WHAT YOU HAVE TO DO: Extract, exactly as written, all lines of the material below from the line that includes "Objective — one point per instance of the porch column" through its last line.
─── WORKING DATA
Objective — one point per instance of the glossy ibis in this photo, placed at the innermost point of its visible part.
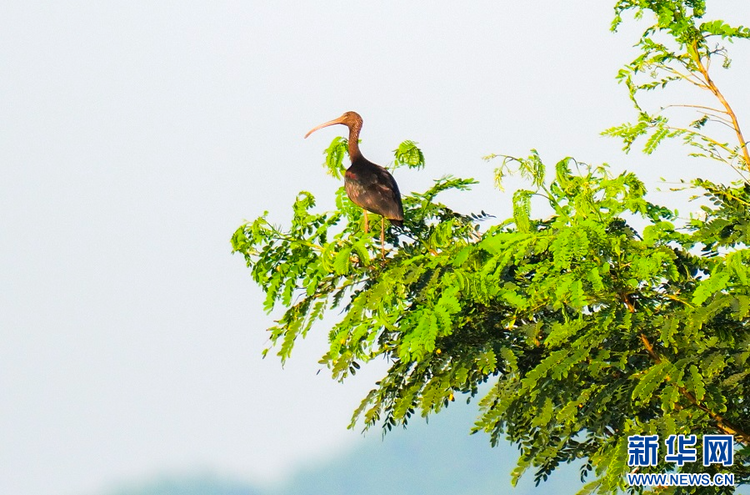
(368, 185)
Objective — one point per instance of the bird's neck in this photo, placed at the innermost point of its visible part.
(354, 153)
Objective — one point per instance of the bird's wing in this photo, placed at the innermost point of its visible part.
(376, 191)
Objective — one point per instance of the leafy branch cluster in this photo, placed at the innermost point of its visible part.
(606, 319)
(680, 47)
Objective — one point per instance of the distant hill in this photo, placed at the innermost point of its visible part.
(439, 458)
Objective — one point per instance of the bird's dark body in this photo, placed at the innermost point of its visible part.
(368, 185)
(373, 188)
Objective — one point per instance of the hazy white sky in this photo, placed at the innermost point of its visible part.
(136, 136)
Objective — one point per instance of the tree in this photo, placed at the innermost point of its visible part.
(610, 318)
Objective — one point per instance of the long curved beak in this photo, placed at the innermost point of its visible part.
(330, 122)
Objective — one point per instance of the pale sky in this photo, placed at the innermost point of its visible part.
(136, 136)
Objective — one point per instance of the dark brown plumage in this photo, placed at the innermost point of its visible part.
(368, 185)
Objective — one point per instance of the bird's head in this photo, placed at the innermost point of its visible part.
(350, 119)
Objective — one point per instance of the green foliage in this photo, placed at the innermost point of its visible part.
(609, 317)
(680, 47)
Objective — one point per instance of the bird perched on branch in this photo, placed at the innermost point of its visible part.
(368, 185)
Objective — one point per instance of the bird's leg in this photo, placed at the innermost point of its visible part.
(382, 237)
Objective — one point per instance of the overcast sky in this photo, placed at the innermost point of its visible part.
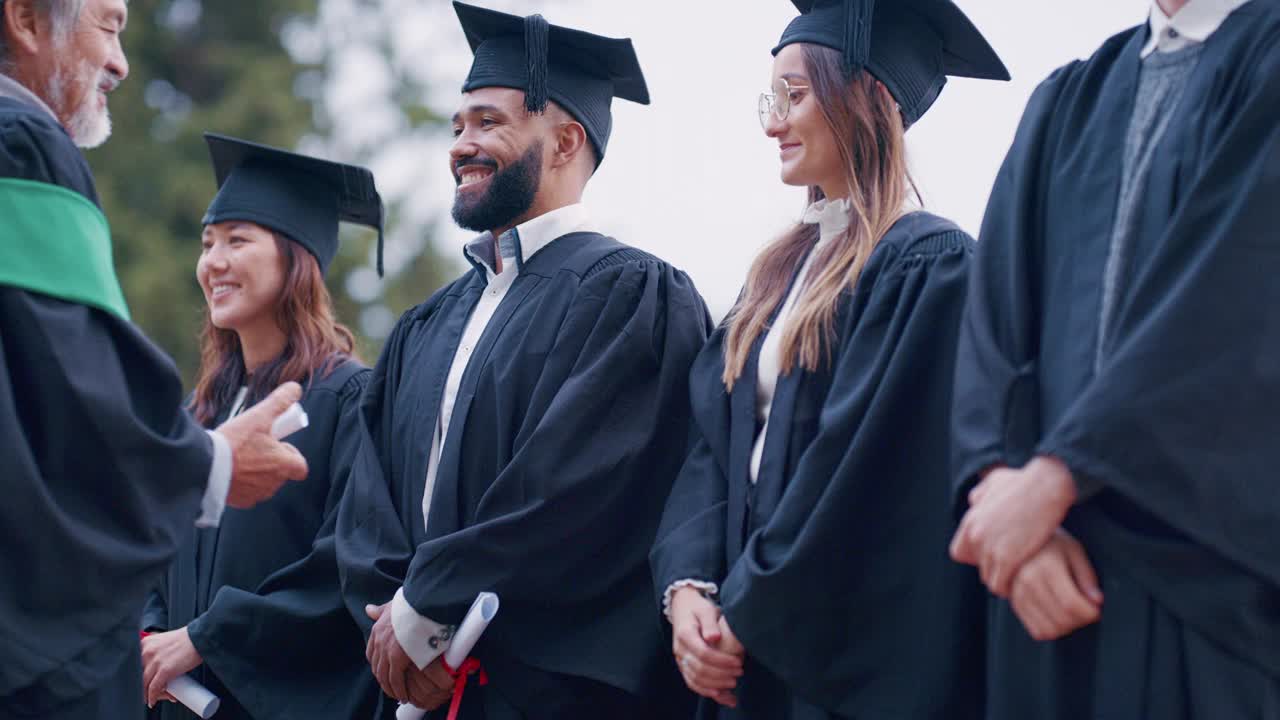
(691, 177)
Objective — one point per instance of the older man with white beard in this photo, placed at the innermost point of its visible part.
(101, 472)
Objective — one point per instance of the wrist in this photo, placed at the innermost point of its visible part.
(1055, 478)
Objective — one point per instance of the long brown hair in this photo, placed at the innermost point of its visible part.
(871, 139)
(315, 342)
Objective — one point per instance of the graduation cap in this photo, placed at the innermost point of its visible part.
(909, 45)
(581, 72)
(300, 196)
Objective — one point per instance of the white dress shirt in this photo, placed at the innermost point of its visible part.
(415, 632)
(832, 219)
(1194, 23)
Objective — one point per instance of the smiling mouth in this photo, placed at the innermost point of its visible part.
(222, 290)
(474, 176)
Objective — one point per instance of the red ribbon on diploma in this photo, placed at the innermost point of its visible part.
(460, 682)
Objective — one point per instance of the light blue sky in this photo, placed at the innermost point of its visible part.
(691, 177)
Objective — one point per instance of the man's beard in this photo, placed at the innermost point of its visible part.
(511, 192)
(87, 124)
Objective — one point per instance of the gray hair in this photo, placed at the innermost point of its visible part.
(62, 16)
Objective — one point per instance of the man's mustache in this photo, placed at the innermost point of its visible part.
(109, 81)
(474, 160)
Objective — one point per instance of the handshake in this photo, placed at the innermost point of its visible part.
(260, 463)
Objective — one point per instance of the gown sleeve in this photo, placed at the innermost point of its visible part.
(289, 647)
(996, 409)
(1180, 418)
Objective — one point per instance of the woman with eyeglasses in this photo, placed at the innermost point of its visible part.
(803, 556)
(254, 609)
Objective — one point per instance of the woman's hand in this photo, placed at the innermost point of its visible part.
(708, 670)
(1056, 592)
(164, 657)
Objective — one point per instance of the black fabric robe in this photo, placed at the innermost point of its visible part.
(570, 425)
(259, 593)
(1174, 438)
(832, 568)
(101, 472)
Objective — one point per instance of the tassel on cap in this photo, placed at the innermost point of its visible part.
(379, 251)
(858, 33)
(536, 45)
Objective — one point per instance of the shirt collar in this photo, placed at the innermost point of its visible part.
(831, 218)
(10, 87)
(525, 240)
(1194, 23)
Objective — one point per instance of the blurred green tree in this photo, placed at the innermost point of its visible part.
(201, 65)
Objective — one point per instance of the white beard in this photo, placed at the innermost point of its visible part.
(87, 126)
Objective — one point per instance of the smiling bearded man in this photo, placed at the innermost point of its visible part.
(524, 425)
(103, 472)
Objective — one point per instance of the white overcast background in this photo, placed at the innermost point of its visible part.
(691, 177)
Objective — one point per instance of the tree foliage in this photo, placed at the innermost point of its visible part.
(222, 67)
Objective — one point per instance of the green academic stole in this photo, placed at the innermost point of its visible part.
(55, 242)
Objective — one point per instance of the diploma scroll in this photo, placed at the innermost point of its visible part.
(289, 422)
(196, 697)
(481, 613)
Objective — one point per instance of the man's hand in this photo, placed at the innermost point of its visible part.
(1056, 592)
(164, 657)
(1011, 515)
(430, 688)
(387, 659)
(696, 637)
(261, 464)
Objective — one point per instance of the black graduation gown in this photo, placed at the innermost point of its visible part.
(1174, 438)
(570, 425)
(101, 470)
(832, 568)
(260, 596)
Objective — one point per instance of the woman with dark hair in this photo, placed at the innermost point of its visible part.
(801, 560)
(254, 606)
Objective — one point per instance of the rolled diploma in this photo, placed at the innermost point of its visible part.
(289, 422)
(196, 697)
(481, 613)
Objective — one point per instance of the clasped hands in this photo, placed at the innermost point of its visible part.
(1013, 534)
(707, 652)
(397, 674)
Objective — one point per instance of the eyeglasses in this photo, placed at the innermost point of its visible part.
(777, 103)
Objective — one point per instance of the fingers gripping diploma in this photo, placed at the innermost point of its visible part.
(260, 463)
(388, 660)
(1056, 591)
(1011, 515)
(709, 659)
(164, 657)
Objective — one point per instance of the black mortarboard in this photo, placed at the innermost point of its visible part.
(581, 72)
(300, 196)
(909, 45)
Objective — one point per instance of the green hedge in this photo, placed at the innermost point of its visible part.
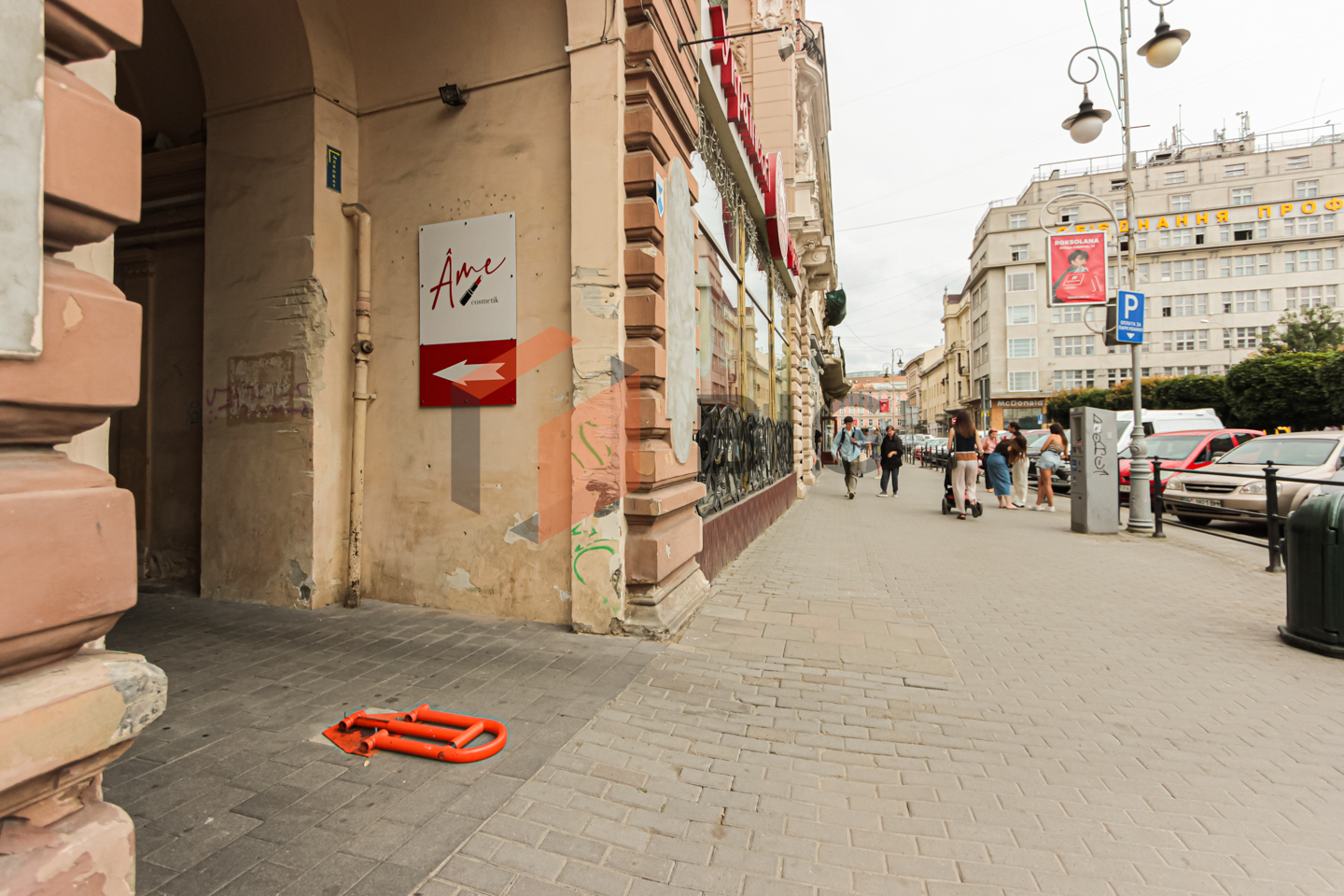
(1298, 390)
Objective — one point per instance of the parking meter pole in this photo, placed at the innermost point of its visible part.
(1140, 508)
(1271, 519)
(1157, 498)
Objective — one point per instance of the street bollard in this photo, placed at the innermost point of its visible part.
(1156, 485)
(1271, 517)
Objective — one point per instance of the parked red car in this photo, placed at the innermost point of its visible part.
(1187, 450)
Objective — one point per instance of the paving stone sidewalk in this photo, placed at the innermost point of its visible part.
(235, 792)
(885, 700)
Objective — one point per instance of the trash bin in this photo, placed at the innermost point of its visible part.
(1315, 560)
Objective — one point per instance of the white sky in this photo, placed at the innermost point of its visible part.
(937, 106)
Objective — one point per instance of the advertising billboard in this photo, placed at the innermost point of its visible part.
(1077, 269)
(468, 312)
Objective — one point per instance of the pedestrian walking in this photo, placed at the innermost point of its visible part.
(965, 462)
(1020, 465)
(1053, 455)
(989, 442)
(891, 459)
(996, 473)
(848, 448)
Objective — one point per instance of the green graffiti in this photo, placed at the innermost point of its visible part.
(589, 445)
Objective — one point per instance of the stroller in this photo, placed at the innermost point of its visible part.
(949, 500)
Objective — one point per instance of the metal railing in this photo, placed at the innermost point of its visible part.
(741, 453)
(1271, 519)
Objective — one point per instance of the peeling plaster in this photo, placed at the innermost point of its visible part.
(304, 581)
(460, 581)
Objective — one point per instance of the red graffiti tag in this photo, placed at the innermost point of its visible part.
(464, 272)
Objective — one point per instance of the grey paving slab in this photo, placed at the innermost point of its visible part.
(883, 700)
(232, 795)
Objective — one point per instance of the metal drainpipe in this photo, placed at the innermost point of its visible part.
(362, 348)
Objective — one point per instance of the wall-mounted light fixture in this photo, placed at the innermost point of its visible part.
(452, 95)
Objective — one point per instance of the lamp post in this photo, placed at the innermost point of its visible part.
(1085, 127)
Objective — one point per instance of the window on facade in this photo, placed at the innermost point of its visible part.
(1193, 269)
(1308, 225)
(1245, 336)
(1185, 305)
(1246, 265)
(1074, 379)
(1246, 301)
(1310, 297)
(1183, 237)
(1305, 259)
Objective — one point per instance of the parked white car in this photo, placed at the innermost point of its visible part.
(1200, 418)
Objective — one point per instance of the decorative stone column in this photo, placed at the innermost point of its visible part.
(67, 708)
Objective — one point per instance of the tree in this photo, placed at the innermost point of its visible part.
(1283, 388)
(1309, 329)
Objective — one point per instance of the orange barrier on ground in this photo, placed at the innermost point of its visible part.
(366, 733)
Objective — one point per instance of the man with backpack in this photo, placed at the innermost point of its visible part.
(891, 457)
(848, 446)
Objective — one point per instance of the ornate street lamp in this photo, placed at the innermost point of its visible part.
(1085, 127)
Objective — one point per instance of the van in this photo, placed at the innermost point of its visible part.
(1199, 418)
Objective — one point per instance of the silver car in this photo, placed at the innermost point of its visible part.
(1197, 498)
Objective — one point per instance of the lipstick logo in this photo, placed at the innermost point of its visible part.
(449, 278)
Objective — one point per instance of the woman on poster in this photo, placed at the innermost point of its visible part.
(1078, 282)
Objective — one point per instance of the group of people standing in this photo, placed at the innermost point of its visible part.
(1005, 462)
(1004, 457)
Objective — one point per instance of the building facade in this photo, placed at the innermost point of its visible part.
(1228, 237)
(223, 303)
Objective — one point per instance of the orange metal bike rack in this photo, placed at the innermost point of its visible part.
(400, 733)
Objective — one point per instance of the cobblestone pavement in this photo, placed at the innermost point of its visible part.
(876, 700)
(883, 700)
(234, 791)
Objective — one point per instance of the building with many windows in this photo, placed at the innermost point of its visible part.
(1228, 237)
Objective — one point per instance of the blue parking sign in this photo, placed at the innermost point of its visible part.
(1129, 318)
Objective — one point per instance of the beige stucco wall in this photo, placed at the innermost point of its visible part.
(506, 150)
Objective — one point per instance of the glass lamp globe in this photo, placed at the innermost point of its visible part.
(1086, 129)
(1163, 52)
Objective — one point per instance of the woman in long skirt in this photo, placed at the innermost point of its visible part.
(996, 470)
(1020, 465)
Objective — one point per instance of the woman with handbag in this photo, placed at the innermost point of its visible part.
(965, 462)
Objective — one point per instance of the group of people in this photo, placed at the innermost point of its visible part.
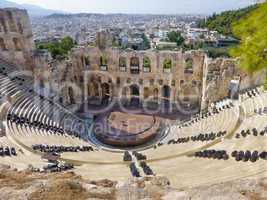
(251, 156)
(147, 170)
(214, 154)
(253, 93)
(139, 156)
(56, 167)
(203, 115)
(134, 170)
(200, 137)
(253, 132)
(39, 125)
(127, 157)
(8, 151)
(61, 149)
(261, 111)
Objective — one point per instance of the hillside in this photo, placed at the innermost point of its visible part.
(223, 22)
(26, 185)
(32, 9)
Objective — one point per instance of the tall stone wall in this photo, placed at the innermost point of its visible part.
(184, 85)
(16, 39)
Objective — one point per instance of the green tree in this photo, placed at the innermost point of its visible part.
(252, 31)
(174, 36)
(223, 22)
(146, 41)
(60, 48)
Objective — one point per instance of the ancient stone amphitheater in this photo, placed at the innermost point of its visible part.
(225, 142)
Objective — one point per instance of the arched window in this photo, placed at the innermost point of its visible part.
(20, 27)
(2, 45)
(156, 94)
(146, 92)
(71, 95)
(103, 63)
(134, 65)
(12, 25)
(87, 61)
(17, 44)
(3, 23)
(122, 64)
(189, 66)
(147, 64)
(167, 65)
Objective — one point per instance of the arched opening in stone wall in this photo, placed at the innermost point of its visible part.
(2, 45)
(3, 24)
(135, 95)
(71, 95)
(189, 66)
(167, 65)
(146, 93)
(103, 63)
(96, 92)
(147, 64)
(17, 44)
(188, 97)
(156, 94)
(135, 65)
(20, 27)
(122, 64)
(106, 93)
(87, 61)
(166, 95)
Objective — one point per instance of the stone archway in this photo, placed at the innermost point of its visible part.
(106, 92)
(2, 45)
(71, 95)
(135, 65)
(135, 95)
(166, 96)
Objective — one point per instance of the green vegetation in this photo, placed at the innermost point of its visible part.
(103, 60)
(223, 22)
(60, 48)
(252, 31)
(215, 52)
(146, 41)
(147, 62)
(174, 36)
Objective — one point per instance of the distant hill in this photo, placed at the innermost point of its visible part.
(223, 22)
(32, 9)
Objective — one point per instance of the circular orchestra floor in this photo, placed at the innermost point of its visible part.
(125, 129)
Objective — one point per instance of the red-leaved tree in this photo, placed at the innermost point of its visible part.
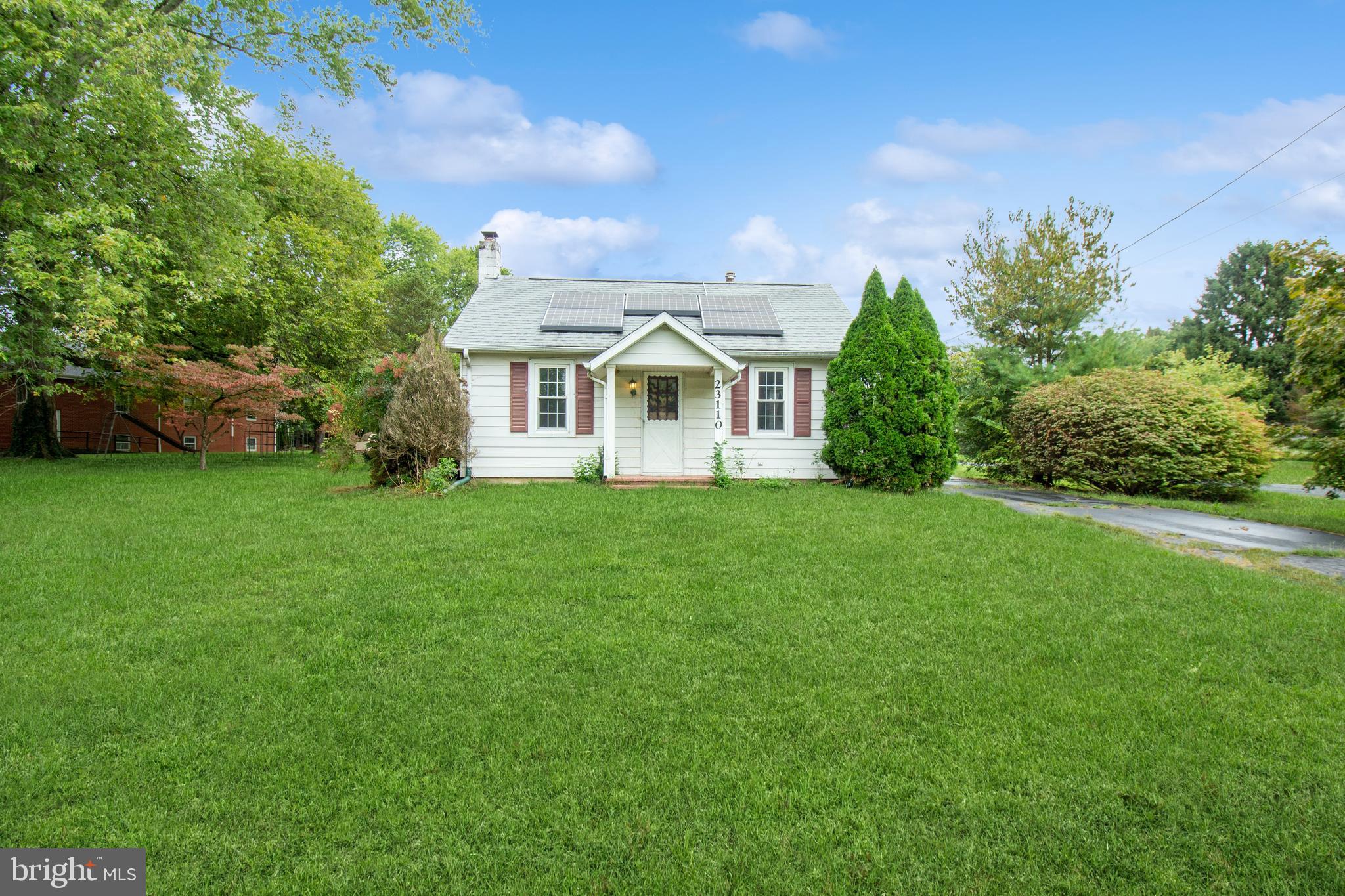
(210, 395)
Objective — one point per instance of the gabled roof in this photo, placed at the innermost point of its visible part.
(667, 322)
(506, 314)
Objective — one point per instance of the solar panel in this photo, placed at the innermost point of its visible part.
(581, 312)
(739, 316)
(680, 304)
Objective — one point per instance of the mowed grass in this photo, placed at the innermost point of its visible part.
(277, 688)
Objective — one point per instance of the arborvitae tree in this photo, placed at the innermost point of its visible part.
(927, 379)
(1243, 312)
(868, 406)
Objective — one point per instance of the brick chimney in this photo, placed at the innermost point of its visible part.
(489, 257)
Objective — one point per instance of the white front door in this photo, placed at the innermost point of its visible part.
(661, 450)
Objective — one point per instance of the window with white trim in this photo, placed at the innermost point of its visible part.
(770, 400)
(552, 398)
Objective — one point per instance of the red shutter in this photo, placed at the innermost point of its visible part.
(803, 400)
(583, 402)
(518, 396)
(739, 405)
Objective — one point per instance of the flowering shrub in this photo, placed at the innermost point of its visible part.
(1139, 433)
(588, 468)
(439, 477)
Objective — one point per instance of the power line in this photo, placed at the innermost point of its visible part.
(1241, 219)
(1234, 181)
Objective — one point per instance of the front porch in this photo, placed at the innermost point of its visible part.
(665, 405)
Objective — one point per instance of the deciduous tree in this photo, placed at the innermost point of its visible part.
(1243, 313)
(1319, 333)
(115, 219)
(208, 395)
(1036, 292)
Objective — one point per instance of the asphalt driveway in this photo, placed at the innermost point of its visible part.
(1174, 526)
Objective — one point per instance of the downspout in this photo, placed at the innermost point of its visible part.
(467, 471)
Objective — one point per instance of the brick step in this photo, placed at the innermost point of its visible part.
(669, 481)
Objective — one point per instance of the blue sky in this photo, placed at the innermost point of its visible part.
(813, 141)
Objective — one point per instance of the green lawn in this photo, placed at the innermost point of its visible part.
(277, 688)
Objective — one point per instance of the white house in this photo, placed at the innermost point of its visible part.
(653, 372)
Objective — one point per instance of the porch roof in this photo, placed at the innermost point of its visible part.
(682, 347)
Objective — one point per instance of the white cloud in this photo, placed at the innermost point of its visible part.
(537, 245)
(445, 129)
(260, 113)
(762, 238)
(915, 242)
(954, 137)
(791, 35)
(915, 164)
(1234, 142)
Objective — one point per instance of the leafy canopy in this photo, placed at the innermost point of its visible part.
(1319, 333)
(1034, 293)
(1243, 313)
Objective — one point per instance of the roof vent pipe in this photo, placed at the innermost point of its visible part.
(489, 257)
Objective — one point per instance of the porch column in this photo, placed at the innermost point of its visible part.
(720, 418)
(609, 422)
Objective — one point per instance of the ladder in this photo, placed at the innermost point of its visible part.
(106, 437)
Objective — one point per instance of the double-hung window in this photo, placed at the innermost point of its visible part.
(552, 398)
(770, 400)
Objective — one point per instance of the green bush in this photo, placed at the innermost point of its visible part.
(1138, 431)
(443, 475)
(929, 429)
(588, 468)
(891, 403)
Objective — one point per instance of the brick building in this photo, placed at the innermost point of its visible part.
(91, 421)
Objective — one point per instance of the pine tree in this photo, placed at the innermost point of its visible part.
(868, 408)
(927, 425)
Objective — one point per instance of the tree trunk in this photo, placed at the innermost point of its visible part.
(35, 430)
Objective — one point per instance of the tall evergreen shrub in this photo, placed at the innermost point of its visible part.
(870, 405)
(927, 425)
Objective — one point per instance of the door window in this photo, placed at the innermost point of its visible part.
(661, 398)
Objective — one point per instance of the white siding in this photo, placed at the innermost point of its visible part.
(783, 454)
(662, 350)
(500, 453)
──────
REPLY:
Objective — one point per instance of the porch column in this photo, placed at the innermost point of its visible part.
(720, 418)
(609, 422)
Objective — one point per instance of the ladder in this photo, placed at the innermost point of its visible part.
(106, 437)
Objective — one point per instance of the double-hung window in this photo, placed at the innermost point of its visible part.
(552, 398)
(770, 400)
Objective — one point per instance of the green bush in this photo, placed at the innermost point of its visible part.
(1138, 431)
(443, 475)
(929, 429)
(588, 468)
(891, 403)
Objective — one point per instance of the brick building in this photo, placed at the innermost point of its visible part.
(91, 421)
Objective — one point per instance of the pine tree in this photo, placed at the innermost point of its visible part.
(868, 408)
(927, 425)
Objective — one point per instance of the tree trunk in this photo, placed at the innermost point of its visible part.
(35, 430)
Objective — one point per instance of the tall evergreen shrub in this photo, placed at the innermost point of its visible part.
(870, 405)
(927, 425)
Objective — one point per instance of the door window in this photo, placed at the innermost point of its visible part.
(661, 398)
Objective — one point per instance of the white siding in this photo, placed at the innermost point of its visible part.
(783, 454)
(662, 350)
(500, 453)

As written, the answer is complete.